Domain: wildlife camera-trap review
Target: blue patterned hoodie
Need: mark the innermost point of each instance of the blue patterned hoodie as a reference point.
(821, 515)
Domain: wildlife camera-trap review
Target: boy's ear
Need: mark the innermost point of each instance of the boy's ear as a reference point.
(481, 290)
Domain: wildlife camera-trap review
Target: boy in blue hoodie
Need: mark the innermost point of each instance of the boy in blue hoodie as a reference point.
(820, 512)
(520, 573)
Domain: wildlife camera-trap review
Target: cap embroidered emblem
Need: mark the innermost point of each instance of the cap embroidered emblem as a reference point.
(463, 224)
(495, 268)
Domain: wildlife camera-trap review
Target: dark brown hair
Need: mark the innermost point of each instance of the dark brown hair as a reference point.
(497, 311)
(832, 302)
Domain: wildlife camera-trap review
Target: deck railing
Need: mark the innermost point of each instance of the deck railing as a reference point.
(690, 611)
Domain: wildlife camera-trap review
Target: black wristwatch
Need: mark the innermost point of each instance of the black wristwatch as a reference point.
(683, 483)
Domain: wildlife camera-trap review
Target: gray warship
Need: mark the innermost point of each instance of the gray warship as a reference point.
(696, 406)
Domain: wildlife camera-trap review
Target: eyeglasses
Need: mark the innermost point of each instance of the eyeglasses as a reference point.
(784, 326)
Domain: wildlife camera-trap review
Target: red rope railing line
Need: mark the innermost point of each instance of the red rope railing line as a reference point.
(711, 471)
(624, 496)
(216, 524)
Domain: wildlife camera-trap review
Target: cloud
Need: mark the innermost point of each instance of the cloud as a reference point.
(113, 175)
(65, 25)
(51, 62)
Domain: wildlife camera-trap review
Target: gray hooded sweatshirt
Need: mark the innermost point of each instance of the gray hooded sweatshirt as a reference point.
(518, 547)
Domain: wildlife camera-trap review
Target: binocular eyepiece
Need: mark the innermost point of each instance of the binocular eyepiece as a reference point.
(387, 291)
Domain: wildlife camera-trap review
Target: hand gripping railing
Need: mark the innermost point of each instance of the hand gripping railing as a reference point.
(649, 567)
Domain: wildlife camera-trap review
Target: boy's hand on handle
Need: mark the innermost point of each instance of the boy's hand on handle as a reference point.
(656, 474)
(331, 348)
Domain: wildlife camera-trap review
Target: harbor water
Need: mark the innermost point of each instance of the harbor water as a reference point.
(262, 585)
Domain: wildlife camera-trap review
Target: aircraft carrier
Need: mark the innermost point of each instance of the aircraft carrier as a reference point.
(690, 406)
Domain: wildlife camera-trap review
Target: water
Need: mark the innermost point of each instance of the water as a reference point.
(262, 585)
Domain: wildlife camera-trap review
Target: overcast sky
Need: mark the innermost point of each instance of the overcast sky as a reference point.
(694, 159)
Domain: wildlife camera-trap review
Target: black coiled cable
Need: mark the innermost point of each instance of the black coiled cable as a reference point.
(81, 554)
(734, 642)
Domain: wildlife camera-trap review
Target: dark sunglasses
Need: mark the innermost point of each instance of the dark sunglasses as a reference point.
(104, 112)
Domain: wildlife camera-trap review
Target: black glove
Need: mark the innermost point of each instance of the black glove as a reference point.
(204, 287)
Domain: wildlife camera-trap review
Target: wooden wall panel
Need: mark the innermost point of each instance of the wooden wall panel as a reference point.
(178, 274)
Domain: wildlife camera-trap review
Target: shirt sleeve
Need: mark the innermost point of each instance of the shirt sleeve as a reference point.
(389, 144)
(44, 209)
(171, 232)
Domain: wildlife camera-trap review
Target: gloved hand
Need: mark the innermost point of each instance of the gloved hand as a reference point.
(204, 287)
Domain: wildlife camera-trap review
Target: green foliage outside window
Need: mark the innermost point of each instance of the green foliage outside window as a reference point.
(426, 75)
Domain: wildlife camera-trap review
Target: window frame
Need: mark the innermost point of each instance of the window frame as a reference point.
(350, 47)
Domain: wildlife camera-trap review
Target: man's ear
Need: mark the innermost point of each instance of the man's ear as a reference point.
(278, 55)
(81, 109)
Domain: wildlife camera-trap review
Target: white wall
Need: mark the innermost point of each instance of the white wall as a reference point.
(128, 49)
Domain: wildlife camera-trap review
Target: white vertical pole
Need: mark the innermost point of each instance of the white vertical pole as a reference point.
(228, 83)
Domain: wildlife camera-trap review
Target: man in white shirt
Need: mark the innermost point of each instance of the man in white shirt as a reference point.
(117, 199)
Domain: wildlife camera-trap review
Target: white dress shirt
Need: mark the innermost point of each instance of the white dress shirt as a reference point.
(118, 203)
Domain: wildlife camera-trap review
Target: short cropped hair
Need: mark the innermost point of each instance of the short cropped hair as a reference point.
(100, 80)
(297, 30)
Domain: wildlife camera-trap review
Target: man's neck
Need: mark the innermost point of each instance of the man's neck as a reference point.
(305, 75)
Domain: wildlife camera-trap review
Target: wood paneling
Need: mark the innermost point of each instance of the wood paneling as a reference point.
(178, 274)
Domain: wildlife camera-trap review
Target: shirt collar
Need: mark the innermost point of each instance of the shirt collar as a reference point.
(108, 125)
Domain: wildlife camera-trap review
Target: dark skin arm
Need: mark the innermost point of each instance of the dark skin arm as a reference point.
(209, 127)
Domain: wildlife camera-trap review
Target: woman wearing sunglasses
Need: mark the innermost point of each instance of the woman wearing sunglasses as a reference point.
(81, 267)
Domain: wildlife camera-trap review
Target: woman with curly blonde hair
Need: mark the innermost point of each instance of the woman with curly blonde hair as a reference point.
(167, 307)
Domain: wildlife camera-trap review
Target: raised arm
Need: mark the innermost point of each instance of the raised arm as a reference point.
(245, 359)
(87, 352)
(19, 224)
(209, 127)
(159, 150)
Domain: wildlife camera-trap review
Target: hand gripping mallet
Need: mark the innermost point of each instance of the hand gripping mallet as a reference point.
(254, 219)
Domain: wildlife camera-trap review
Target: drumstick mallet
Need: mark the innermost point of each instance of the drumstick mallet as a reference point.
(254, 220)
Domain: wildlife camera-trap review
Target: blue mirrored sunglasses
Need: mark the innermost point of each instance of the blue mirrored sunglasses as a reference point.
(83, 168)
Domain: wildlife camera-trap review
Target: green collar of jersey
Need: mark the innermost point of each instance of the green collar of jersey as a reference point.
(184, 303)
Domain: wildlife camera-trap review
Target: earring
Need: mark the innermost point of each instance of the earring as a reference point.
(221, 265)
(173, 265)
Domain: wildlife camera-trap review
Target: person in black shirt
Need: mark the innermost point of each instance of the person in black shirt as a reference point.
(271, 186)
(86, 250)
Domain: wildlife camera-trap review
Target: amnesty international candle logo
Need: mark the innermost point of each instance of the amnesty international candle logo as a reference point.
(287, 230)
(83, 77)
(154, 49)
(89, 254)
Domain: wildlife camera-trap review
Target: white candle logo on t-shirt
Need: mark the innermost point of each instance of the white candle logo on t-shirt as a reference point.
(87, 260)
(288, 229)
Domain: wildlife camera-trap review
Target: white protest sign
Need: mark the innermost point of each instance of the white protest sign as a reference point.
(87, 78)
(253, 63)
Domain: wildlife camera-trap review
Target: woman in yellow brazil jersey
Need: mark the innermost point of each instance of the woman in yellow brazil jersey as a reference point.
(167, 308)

= = = = = = =

◆ YOUR INSTRUCTIONS ◆
Count the lines in the entries above that contain the string "short". Give only the number.

◆ OUTPUT FOR THIS EXERCISE ◆
2